The records >>

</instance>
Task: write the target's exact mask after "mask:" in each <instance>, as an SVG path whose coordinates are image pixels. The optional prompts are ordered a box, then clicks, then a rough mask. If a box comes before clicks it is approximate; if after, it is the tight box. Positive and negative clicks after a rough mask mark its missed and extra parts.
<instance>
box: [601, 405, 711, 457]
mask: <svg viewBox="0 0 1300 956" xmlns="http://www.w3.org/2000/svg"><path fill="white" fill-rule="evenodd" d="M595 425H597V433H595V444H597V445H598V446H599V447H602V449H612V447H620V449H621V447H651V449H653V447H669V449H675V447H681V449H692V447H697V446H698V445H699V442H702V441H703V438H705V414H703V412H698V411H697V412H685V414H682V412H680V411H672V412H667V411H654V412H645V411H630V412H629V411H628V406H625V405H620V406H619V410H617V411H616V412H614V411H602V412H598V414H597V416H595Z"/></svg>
--
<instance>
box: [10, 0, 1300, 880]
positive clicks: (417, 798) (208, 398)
--
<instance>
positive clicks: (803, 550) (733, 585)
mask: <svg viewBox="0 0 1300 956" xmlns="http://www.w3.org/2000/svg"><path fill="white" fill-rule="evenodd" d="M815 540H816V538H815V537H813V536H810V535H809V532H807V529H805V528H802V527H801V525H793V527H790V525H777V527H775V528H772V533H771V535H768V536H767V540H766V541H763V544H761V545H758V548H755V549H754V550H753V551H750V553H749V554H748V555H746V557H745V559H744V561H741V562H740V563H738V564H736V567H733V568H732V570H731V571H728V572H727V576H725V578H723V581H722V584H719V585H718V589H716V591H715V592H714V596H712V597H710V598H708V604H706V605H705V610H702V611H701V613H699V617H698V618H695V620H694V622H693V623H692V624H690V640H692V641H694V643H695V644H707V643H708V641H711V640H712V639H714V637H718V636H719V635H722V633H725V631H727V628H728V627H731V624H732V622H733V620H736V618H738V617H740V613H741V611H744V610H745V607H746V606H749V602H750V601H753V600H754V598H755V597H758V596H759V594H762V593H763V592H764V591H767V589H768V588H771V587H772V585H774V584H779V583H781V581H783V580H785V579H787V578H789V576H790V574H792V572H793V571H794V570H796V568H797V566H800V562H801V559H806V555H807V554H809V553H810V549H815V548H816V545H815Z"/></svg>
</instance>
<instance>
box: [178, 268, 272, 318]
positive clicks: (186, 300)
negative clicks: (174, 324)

Task item >> Taking the entries above, write out exactly the lines starting with the line containing "box: [178, 268, 272, 318]" and going on through the line containing "negative clicks: (174, 324)", both included, and nothing else.

Final answer >>
box: [178, 268, 272, 318]
positive clicks: (186, 300)
negative clicks: (174, 324)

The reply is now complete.